# PROMPT:
Please extract every line of the data below that contains the word "metal", copying each line in full.

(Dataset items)
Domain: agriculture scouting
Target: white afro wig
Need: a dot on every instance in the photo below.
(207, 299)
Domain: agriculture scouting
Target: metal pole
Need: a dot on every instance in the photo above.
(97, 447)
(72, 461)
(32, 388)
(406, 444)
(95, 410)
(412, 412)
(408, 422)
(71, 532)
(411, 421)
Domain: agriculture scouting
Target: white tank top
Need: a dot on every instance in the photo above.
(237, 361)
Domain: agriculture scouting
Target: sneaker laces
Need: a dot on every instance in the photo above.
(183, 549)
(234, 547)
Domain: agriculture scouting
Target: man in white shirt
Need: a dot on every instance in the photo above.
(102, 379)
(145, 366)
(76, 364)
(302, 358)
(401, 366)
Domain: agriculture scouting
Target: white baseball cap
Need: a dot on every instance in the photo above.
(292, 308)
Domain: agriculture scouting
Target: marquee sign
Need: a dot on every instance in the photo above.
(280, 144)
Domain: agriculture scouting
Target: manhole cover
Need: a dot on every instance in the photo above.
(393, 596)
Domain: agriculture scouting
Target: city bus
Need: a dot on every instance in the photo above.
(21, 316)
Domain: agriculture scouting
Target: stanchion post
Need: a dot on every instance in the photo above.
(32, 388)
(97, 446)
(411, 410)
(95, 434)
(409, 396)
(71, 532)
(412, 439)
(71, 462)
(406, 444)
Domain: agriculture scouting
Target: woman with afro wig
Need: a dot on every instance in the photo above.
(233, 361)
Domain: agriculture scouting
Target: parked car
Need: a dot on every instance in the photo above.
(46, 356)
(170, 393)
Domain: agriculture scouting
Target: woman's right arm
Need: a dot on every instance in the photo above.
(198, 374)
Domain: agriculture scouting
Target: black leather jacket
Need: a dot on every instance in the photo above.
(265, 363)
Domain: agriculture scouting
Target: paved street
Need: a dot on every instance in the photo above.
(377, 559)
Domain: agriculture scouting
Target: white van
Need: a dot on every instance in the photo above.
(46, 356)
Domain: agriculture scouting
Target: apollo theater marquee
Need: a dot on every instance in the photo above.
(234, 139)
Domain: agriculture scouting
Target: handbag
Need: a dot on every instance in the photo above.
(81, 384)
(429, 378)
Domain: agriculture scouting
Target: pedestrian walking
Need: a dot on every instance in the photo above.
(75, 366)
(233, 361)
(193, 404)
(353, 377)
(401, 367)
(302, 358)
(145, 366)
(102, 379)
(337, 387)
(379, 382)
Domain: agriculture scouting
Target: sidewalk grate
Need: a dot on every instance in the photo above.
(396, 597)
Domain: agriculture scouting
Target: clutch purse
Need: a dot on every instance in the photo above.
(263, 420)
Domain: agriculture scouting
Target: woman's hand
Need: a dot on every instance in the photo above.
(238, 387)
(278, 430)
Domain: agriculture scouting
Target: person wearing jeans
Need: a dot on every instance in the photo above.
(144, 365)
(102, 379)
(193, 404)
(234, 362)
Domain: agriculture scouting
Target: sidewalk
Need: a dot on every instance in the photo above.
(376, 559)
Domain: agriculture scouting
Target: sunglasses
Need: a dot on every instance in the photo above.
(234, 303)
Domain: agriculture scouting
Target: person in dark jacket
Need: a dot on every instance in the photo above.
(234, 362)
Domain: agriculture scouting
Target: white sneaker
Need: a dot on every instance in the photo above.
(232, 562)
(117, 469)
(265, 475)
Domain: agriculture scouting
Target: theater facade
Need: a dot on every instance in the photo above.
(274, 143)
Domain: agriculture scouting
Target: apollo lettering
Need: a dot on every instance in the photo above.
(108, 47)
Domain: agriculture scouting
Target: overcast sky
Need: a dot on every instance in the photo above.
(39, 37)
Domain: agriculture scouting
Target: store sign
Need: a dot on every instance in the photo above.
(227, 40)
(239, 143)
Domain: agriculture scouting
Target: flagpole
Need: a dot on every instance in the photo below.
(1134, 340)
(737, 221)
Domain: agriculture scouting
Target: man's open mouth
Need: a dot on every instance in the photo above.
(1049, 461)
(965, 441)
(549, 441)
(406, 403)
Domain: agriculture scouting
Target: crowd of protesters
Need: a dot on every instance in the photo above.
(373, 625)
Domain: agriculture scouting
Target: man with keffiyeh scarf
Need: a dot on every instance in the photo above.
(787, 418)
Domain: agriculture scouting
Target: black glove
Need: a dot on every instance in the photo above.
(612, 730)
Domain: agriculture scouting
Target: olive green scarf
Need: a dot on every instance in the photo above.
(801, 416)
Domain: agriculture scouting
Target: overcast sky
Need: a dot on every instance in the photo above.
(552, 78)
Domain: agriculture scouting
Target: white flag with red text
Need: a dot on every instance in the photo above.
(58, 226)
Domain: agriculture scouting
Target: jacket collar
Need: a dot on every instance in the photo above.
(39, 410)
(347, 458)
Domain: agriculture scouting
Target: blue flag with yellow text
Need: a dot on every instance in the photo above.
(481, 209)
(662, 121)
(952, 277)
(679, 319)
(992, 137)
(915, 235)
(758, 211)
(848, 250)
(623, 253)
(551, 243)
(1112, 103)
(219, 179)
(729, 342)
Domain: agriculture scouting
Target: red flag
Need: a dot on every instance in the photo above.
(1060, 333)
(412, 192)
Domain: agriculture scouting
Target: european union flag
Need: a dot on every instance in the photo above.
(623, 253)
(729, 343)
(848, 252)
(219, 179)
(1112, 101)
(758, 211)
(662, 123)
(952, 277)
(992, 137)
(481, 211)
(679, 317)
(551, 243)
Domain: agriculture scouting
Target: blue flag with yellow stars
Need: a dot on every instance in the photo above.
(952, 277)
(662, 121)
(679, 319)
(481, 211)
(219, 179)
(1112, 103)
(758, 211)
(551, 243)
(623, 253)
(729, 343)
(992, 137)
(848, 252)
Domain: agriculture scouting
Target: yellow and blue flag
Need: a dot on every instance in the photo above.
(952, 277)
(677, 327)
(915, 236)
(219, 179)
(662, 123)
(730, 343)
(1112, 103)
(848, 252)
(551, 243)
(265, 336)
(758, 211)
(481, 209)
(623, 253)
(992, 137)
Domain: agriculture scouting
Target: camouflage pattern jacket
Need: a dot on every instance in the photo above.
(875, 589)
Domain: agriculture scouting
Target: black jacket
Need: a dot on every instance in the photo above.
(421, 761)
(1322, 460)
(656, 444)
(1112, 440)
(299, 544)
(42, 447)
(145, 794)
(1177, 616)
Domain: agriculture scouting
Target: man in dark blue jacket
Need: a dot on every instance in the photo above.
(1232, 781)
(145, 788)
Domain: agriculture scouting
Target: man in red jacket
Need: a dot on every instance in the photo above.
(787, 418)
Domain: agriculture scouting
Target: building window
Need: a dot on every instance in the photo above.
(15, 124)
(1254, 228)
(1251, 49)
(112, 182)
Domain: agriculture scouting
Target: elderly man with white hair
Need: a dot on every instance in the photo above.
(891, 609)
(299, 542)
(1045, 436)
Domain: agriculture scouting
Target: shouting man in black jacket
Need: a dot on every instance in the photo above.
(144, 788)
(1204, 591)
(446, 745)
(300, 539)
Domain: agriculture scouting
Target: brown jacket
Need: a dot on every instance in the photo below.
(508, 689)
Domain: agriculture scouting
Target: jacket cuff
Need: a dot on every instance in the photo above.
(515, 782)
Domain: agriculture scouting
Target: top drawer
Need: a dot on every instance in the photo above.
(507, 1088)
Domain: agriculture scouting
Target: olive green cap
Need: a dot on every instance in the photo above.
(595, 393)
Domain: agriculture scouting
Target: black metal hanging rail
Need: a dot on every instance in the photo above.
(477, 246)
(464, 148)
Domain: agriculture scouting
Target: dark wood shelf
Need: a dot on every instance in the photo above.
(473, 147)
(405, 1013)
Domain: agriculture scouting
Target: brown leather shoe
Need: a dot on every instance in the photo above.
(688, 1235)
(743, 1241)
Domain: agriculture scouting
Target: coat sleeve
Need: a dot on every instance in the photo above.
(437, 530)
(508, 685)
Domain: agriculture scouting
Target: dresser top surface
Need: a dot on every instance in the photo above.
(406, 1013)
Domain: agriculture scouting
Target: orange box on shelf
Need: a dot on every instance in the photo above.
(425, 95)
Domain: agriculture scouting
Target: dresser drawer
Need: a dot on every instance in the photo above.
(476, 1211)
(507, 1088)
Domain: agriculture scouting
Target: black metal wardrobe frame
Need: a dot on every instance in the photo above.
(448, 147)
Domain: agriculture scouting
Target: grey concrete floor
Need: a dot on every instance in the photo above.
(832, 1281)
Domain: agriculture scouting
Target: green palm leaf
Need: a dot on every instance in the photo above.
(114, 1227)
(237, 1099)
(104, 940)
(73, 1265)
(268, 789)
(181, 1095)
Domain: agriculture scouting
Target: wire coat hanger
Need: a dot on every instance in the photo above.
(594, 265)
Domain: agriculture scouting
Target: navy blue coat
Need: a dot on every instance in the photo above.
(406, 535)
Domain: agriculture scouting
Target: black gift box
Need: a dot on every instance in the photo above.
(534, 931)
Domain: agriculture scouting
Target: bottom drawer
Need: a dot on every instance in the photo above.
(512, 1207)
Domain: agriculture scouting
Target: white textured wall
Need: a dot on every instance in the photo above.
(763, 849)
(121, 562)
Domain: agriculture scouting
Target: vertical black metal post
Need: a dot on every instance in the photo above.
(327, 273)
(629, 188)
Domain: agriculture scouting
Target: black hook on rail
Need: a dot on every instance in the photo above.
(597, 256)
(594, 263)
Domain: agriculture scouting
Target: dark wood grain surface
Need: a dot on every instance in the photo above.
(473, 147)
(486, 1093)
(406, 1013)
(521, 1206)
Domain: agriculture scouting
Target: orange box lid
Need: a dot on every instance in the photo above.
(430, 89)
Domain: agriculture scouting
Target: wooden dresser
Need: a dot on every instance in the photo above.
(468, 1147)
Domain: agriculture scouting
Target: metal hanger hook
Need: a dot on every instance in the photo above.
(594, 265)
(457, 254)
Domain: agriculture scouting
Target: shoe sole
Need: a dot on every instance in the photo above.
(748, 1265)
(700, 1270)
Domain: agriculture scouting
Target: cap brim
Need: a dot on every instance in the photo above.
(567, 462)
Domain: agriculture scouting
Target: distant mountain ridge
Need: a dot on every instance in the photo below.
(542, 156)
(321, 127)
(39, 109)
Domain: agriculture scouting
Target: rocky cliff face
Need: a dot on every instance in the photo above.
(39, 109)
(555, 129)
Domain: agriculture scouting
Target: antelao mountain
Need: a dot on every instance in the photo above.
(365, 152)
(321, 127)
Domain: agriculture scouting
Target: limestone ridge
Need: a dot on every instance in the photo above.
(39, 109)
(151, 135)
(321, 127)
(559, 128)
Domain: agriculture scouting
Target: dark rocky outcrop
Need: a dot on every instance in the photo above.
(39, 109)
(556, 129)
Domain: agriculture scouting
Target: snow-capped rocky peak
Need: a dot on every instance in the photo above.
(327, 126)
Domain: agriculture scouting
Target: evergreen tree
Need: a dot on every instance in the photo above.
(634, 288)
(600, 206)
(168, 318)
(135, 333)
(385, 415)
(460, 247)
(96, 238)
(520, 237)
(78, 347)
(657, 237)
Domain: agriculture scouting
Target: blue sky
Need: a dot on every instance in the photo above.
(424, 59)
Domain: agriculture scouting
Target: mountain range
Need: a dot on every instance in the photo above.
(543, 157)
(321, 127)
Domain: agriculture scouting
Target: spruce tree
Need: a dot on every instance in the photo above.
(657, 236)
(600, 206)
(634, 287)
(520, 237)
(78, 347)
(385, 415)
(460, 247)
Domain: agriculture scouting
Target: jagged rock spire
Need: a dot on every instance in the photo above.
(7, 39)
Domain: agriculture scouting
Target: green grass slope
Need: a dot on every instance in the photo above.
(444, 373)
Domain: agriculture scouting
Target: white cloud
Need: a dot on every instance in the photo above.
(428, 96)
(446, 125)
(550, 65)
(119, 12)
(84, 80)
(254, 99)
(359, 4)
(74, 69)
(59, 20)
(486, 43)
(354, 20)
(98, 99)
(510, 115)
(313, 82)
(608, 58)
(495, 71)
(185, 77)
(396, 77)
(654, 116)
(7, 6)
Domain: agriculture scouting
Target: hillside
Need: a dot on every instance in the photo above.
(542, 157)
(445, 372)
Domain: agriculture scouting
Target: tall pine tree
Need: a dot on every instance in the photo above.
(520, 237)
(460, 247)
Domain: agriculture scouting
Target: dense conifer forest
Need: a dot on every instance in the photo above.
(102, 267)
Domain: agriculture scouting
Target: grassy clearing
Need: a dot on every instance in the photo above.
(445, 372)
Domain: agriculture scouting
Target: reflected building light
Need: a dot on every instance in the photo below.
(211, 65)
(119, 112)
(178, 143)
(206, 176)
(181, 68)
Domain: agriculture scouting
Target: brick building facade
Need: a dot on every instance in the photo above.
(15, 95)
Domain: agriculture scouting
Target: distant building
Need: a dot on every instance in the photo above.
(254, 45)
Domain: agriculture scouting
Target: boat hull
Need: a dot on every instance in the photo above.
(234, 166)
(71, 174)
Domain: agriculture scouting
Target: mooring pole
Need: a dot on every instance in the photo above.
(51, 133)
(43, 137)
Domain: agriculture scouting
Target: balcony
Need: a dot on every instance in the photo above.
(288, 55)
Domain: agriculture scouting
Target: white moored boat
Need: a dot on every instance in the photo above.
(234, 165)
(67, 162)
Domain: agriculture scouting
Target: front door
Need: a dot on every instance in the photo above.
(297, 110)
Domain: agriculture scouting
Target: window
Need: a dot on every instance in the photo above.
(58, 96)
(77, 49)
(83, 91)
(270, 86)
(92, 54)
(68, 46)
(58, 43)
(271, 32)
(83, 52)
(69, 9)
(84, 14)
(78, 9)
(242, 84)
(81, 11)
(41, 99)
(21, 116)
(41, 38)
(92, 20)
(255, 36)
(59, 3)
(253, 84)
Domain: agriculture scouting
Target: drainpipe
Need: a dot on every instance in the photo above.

# EXERCISE RESPONSE:
Target: metal pole
Target: black metal hanging rail
Target: black metal wardrobe frame
Target: vertical black metal post
Target: metal hanger hook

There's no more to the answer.